**Stated exercise**: Write each line word for word, from the line that contains "the peahen's head." through the last line of the material below.

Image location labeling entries
********************
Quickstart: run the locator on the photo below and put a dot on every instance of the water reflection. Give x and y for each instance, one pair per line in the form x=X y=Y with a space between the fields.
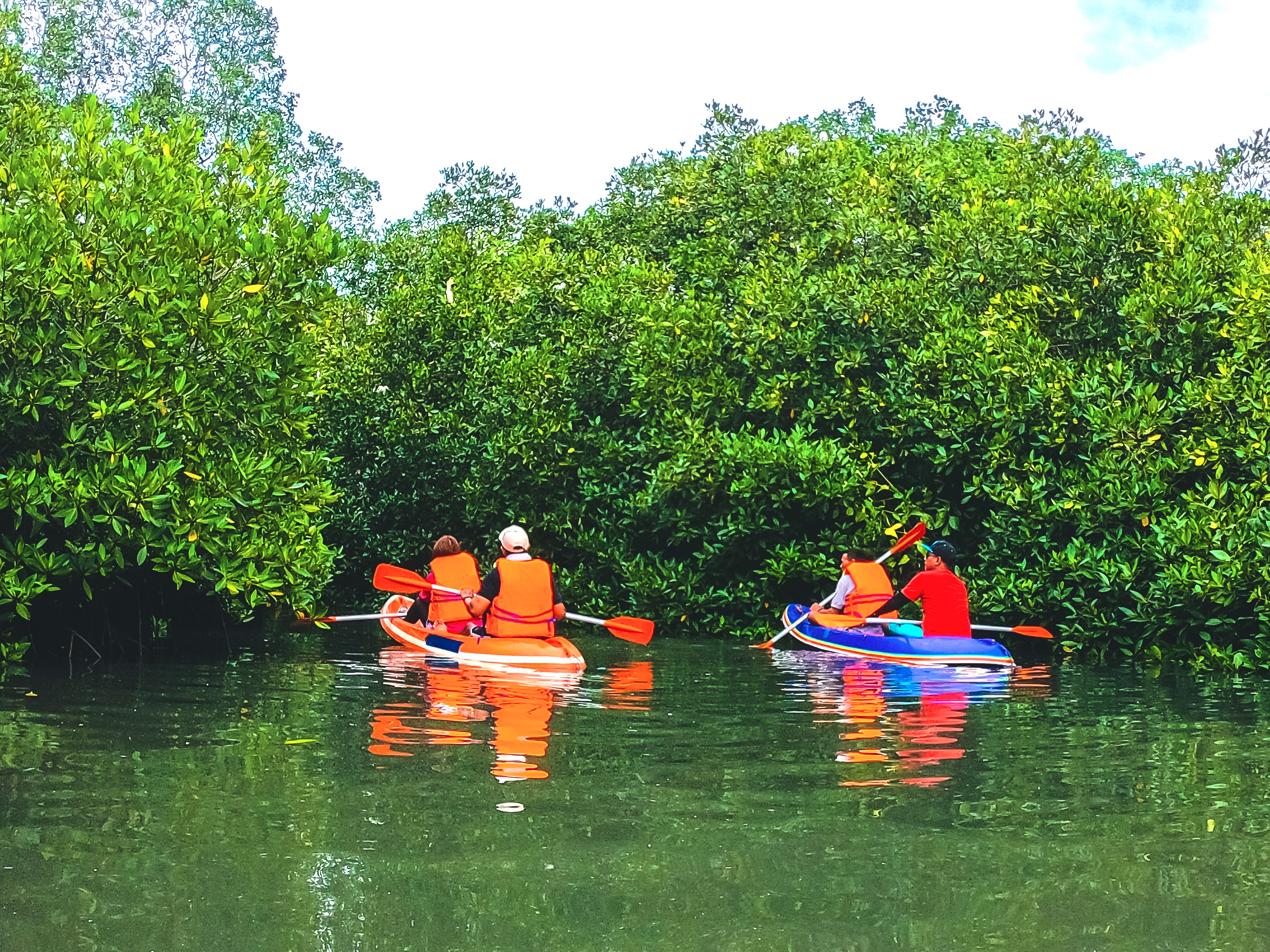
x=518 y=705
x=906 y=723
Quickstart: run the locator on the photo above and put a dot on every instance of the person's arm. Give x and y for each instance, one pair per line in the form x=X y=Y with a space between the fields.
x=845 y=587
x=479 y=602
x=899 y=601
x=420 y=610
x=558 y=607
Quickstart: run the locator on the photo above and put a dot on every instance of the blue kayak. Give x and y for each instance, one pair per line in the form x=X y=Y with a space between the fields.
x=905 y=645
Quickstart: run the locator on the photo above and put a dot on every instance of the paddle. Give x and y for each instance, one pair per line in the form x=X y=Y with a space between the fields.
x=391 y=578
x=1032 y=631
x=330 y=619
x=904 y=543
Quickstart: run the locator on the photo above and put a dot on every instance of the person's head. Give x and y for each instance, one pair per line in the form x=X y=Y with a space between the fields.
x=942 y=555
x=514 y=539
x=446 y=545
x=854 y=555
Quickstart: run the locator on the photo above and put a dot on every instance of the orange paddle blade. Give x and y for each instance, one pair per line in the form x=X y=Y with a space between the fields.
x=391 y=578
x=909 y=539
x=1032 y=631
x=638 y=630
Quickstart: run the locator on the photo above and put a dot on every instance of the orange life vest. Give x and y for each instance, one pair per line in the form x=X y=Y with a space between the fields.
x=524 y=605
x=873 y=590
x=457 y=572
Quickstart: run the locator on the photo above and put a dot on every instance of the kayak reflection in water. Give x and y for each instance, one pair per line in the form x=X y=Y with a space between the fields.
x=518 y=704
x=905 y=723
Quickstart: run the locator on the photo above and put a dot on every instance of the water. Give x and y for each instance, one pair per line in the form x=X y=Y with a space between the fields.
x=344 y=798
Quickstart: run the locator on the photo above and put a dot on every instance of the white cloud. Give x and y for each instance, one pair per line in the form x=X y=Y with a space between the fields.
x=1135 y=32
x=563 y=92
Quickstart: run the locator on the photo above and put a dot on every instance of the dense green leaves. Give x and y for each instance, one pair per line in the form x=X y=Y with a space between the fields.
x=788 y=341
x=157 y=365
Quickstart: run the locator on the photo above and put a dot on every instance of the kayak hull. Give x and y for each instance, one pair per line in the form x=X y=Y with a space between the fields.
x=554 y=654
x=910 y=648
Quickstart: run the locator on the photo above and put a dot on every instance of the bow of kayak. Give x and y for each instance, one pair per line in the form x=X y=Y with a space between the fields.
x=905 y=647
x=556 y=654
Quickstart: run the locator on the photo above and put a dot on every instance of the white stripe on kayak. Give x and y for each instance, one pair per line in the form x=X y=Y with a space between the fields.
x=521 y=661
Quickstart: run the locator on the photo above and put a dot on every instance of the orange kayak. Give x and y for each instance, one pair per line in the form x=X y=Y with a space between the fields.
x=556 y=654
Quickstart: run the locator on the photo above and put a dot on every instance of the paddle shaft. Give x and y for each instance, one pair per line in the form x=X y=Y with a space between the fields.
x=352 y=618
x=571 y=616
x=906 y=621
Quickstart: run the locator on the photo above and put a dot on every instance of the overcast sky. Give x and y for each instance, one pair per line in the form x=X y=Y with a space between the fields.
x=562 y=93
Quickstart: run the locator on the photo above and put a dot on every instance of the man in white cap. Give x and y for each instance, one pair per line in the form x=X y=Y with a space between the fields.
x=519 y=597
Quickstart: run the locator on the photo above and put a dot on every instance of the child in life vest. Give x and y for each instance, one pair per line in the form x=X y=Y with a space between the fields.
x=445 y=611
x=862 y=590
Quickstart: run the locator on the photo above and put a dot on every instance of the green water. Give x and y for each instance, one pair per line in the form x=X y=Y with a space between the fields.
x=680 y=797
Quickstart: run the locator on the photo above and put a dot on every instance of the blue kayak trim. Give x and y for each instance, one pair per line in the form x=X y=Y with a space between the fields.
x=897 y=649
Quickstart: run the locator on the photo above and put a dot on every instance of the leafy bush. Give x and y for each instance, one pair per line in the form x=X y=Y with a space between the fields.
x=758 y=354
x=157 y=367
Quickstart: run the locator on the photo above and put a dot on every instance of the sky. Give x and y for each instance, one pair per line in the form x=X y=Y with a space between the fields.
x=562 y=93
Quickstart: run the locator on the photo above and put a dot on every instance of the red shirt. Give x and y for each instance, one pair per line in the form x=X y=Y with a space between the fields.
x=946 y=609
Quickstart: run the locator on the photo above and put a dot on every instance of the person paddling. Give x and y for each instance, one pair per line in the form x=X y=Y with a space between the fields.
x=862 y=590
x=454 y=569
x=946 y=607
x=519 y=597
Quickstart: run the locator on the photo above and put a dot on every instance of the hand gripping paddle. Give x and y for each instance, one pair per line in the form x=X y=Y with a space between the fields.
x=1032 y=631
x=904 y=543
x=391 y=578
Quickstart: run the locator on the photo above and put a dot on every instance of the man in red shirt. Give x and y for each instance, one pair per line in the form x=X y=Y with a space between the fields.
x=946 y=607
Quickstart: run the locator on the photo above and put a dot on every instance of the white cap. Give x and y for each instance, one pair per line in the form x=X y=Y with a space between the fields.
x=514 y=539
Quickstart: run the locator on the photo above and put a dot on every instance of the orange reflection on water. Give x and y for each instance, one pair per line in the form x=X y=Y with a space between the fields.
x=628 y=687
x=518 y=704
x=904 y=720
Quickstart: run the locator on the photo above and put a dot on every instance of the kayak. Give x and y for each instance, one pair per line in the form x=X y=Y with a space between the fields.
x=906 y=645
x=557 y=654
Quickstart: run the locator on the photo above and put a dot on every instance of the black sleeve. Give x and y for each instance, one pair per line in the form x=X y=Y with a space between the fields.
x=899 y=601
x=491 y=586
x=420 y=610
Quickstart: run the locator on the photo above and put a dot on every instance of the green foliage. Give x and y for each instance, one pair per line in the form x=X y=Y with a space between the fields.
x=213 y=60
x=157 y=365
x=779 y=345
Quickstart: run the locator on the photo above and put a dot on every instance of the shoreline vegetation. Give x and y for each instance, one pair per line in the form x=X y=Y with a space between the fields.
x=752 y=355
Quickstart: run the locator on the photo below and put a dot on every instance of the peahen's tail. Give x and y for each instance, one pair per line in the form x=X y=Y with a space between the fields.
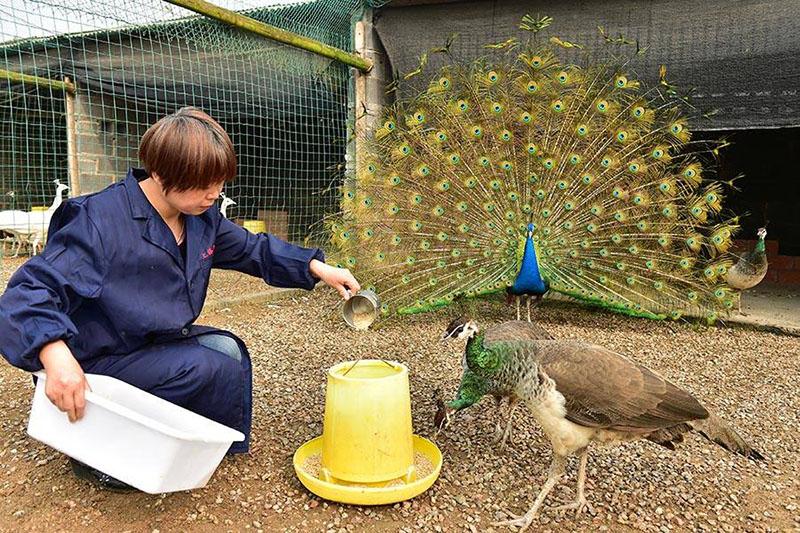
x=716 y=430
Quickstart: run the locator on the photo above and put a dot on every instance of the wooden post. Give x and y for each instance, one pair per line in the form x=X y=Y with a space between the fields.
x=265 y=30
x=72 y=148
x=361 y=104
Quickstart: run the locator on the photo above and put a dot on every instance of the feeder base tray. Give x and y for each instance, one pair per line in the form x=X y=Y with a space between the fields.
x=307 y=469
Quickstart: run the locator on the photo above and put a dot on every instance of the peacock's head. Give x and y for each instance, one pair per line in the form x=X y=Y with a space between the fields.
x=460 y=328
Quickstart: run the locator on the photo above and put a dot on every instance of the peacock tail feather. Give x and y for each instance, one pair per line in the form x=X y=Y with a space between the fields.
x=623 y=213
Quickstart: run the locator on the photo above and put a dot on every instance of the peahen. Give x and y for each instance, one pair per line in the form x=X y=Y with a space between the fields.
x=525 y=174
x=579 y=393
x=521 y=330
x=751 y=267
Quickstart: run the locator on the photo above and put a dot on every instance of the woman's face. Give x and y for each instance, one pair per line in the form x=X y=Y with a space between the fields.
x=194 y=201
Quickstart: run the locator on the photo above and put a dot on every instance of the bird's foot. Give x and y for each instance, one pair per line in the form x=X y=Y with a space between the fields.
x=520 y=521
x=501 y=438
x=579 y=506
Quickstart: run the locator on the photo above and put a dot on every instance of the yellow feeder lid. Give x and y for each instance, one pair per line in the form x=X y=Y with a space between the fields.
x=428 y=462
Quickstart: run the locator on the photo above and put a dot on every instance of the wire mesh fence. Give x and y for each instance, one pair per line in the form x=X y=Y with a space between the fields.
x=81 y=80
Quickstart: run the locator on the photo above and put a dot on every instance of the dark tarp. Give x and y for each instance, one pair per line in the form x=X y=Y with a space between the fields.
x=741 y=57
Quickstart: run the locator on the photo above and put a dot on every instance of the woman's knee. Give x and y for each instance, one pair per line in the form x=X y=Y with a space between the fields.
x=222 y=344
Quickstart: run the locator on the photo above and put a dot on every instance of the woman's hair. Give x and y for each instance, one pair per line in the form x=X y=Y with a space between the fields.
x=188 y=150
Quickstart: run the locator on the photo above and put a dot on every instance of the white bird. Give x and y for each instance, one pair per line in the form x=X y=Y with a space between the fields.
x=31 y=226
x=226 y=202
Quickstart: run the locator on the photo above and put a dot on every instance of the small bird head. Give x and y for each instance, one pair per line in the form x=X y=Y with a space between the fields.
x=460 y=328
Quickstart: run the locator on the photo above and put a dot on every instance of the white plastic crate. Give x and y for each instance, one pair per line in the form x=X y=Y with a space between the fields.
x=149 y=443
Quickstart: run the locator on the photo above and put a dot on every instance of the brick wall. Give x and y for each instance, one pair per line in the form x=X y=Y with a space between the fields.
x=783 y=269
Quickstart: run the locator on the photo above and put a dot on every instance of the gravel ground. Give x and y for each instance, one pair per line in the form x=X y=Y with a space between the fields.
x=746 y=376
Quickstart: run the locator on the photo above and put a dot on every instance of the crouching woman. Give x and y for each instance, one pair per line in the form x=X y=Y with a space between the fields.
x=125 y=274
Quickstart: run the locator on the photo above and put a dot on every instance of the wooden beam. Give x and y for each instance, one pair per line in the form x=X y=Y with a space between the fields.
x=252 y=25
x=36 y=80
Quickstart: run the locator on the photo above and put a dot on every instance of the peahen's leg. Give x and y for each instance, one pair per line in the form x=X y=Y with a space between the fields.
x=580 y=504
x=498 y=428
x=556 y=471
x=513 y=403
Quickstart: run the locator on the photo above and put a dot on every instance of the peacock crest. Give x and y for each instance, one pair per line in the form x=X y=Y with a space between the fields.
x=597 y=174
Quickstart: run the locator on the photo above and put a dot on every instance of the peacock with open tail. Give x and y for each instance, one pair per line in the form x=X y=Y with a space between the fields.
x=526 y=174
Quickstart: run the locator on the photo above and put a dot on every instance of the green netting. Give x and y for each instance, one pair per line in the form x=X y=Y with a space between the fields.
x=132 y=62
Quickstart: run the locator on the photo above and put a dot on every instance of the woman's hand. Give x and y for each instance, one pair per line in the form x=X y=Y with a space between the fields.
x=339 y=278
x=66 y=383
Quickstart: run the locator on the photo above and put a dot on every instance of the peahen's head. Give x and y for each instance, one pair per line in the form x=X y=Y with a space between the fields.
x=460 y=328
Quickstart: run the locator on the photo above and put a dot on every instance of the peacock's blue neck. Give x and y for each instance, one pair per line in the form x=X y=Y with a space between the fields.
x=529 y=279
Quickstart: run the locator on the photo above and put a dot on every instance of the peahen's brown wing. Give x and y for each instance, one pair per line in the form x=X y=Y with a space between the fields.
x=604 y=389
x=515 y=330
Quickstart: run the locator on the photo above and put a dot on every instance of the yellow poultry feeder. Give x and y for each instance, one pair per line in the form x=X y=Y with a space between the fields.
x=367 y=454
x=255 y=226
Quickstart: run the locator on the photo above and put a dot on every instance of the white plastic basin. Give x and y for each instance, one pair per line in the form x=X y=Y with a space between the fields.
********************
**Exercise result**:
Quickstart: run the locator on the photo above and put a dot on every instance of the peahen's head. Give x and y for each instance, one pair per line in the form x=X y=Y with a space between the fields.
x=460 y=328
Quickstart: run the locator on the photo above and put a dot on every instance of the peacock's blue neck. Give x and y for each instance, one pair per line in the form x=X y=Y with a space between the fields.
x=529 y=279
Quickstart: run the locator on the photo above and put a dot on every instance of the peahen's brown wing. Give x and y for each instance, one pair per line in the form x=X y=Y with a space between the fields.
x=604 y=389
x=515 y=330
Quickstart: run the locator on the photo above and put a dot on every instance of the yellow poultry feeder. Give x and y for each instance, one pair per line in the form x=X y=Y with a space between the fields.
x=367 y=454
x=255 y=226
Quickstart: run the locator on the photo above and put a dot on every instance of the white plastic basin. Give x and y for each instance, one pair per line in the form x=X y=Y with a space between the fields.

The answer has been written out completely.